Provided entries section start
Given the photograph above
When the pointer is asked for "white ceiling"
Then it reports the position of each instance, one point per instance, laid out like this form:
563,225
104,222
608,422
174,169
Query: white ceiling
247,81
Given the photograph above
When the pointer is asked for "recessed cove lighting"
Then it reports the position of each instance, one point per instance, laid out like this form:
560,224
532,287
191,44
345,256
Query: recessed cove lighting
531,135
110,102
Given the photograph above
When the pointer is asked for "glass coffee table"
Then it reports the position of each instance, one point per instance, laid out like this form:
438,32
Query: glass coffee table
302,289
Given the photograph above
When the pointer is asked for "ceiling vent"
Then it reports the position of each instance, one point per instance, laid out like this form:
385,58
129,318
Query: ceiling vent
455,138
Provided entries section end
§ The task
Word for word, write out all of the entries again.

§ Answer box
Given the photograph above
When the pointer is asked for "white ceiling"
Then it reports the position of each instance, one point per instance, laid out like this form:
563,225
104,222
608,422
174,169
Query: white ceiling
247,81
Given the photograph above
When the pointer is asked for "recessed cove lighting"
Then it reports the position of each instance, one point per instance, laid out like this form:
560,224
532,287
191,44
345,256
Query: recessed cove lighting
531,135
110,102
Given the photograph above
When the pointer is asked for "glass coffee table"
Then it reports the position of each instance, one point per instance, laid out like this form:
438,32
Query: glass coffee table
302,289
Given the photograph above
When the pointer is asked for "ceiling vent"
Then it reports the position of each instance, one point per instance, laid out like this form:
385,58
129,318
Query: ceiling vent
455,138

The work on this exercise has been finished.